Species of sea snail

Phosinella exasperata is a species of small sea snail, a marine gastropod mollusc or micromollusc in the family Rissoinidae.

== Description ==
The shell reaches up to 4 mm in length.

(Original description in French) The shell is fusiform, with an acuminate spire that is slightly compressed at the base. It is ornamented with rather numerous, somewhat blunt longitudinal ribs and with small, raised transverse cords that cross them spirally. These cords become more or less nodular at the points where they intersect the ribs, depending on the individual, so that they create a very elegant cancellate sculpture over the whole shell.

These cords are generally evenly spaced, but on the body whorl they leave, at about the upper fifth of the left side of the aperture, a slightly wider interval forming a spiral groove. Below this groove, the remaining cords are much more closely set and, in a sense, take the place in that area of the terminal swelling seen in some species of the genus. The eight to nine whorls are rounded and are separated by a deeply impressed suture.

The aperture is oblique and semi‑oval, angular above and canaliculate below. The outer lip is sharp, crenulated by the terminations of the transverse cords, and appears varicose externally owing to the crowding of the last ribs of the whorl. The inner (left) lip is applied against the shell.

== Distribution ==
This species has been observed in Tahiti.

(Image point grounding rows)
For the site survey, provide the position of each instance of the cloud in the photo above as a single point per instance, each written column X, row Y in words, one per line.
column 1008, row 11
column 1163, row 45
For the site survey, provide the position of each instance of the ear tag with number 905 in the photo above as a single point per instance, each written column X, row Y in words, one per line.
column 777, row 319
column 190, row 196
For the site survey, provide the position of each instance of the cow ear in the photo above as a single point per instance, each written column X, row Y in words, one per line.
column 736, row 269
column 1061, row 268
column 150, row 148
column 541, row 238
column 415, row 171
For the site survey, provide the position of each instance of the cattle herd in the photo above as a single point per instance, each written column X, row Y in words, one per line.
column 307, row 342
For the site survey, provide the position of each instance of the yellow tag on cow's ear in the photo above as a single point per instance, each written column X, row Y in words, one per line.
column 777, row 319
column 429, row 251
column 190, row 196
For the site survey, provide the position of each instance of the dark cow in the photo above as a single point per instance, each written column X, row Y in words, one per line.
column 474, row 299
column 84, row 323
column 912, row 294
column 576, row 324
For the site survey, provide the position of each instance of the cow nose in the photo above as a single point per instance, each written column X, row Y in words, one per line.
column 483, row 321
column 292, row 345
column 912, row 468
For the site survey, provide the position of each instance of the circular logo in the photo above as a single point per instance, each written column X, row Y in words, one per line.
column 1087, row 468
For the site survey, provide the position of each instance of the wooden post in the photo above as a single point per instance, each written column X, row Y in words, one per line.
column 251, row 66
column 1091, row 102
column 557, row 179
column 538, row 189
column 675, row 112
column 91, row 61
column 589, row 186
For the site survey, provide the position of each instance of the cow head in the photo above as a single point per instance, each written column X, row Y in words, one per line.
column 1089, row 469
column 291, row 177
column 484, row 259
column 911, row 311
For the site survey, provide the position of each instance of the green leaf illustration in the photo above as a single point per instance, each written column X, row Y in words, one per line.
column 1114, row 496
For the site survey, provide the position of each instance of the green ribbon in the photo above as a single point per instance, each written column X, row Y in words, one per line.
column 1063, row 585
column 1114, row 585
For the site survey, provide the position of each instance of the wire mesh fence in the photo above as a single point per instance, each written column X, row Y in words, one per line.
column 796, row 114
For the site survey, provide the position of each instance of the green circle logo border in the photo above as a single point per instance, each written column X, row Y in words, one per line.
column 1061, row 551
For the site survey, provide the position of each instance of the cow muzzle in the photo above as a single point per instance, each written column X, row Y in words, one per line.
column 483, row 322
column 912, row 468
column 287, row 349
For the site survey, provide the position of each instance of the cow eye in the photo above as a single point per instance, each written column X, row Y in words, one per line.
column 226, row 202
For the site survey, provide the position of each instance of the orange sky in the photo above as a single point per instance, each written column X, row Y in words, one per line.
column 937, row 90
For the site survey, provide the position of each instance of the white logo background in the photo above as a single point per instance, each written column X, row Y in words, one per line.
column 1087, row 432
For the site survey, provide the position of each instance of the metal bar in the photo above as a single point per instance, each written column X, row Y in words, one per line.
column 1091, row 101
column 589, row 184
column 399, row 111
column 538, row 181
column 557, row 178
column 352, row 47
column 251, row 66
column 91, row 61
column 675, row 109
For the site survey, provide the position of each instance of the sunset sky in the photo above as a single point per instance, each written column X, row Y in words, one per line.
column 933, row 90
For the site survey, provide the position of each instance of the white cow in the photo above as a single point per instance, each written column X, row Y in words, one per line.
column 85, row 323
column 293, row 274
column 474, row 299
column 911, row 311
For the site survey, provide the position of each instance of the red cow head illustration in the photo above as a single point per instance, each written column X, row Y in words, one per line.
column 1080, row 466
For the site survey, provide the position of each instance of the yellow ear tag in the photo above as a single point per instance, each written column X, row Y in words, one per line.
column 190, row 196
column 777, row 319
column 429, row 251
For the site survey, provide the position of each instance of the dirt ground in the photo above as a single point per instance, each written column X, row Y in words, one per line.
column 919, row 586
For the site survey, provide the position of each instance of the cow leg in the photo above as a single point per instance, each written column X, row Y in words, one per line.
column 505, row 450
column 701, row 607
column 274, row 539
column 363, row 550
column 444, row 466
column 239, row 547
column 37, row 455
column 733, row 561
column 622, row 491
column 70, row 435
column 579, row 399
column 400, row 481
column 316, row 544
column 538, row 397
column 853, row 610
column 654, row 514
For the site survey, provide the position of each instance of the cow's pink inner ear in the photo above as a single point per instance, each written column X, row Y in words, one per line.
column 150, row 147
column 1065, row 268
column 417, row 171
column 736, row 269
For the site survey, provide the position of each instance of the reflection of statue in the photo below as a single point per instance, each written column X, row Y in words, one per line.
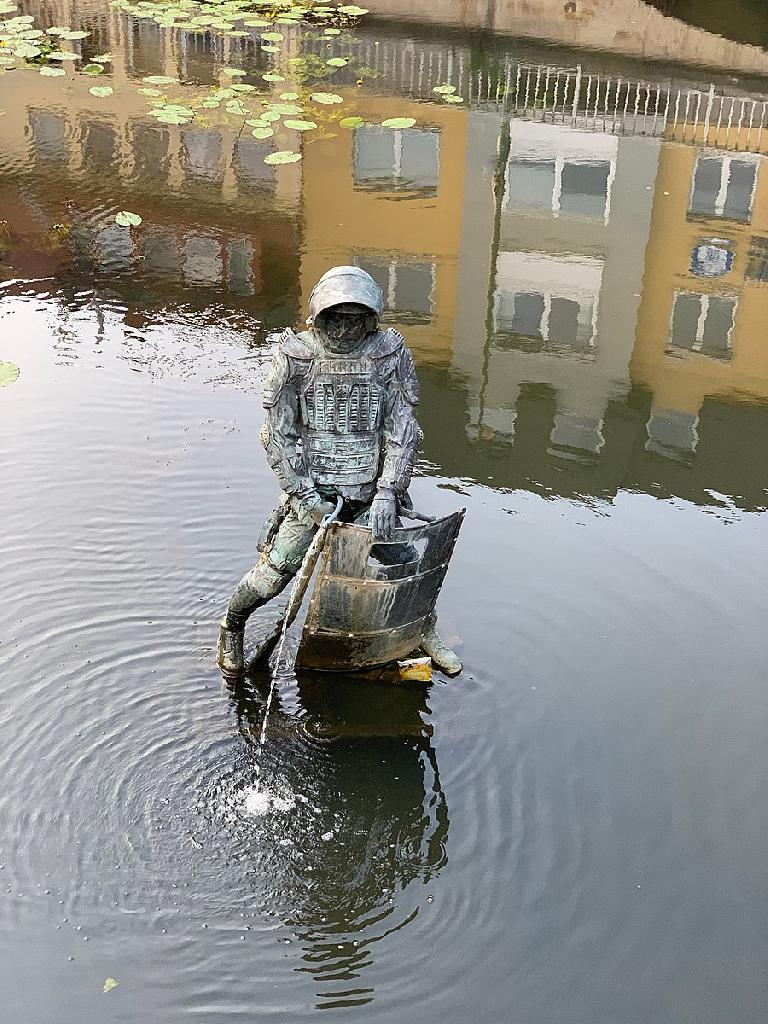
column 340, row 423
column 358, row 816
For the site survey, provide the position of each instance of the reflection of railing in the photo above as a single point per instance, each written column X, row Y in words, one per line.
column 567, row 95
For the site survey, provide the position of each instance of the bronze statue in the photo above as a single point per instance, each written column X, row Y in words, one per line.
column 340, row 403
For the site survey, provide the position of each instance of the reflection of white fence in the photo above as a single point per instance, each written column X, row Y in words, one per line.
column 566, row 95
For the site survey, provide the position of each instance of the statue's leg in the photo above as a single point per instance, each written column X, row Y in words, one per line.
column 274, row 569
column 433, row 644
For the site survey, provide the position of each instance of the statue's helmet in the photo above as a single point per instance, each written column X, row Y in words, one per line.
column 346, row 284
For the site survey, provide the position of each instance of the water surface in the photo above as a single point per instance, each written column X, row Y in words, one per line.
column 573, row 829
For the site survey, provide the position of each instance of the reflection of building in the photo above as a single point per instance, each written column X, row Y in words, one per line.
column 559, row 293
column 391, row 201
column 700, row 334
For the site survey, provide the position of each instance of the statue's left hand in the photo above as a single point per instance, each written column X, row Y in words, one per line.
column 383, row 515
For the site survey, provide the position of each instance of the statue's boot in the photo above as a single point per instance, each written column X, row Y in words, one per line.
column 229, row 656
column 445, row 658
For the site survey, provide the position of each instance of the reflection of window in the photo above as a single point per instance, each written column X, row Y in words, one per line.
column 723, row 186
column 552, row 320
column 673, row 434
column 202, row 260
column 555, row 168
column 239, row 268
column 99, row 145
column 151, row 153
column 249, row 162
column 757, row 260
column 704, row 324
column 203, row 151
column 407, row 285
column 547, row 302
column 407, row 159
column 49, row 135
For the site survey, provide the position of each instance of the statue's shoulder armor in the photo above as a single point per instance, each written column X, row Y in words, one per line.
column 384, row 344
column 292, row 358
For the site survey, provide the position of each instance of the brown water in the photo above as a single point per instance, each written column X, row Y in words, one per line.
column 573, row 829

■ **Set of tasks**:
[1] Answer these questions using the Phosinella exasperata text:
(a) What is the maximum length the shell reaches?
(b) How many whorls does the shell have?
(c) Where has this species been observed?
[2] Reproduce the portion of the Phosinella exasperata text between "(Original description in" and "deeply impressed suture.", inclusive.

■ **Solutions by task**:
[1]
(a) Up to 4 mm.
(b) Eight to nine.
(c) Tahiti.

[2]
(Original description in French) The shell is fusiform, with an acuminate spire that is slightly compressed at the base. It is ornamented with rather numerous, somewhat blunt longitudinal ribs and with small, raised transverse cords that cross them spirally. These cords become more or less nodular at the points where they intersect the ribs, depending on the individual, so that they create a very elegant cancellate sculpture over the whole shell.

These cords are generally evenly spaced, but on the body whorl they leave, at about the upper fifth of the left side of the aperture, a slightly wider interval forming a spiral groove. Below this groove, the remaining cords are much more closely set and, in a sense, take the place in that area of the terminal swelling seen in some species of the genus. The eight to nine whorls are rounded and are separated by a deeply impressed suture.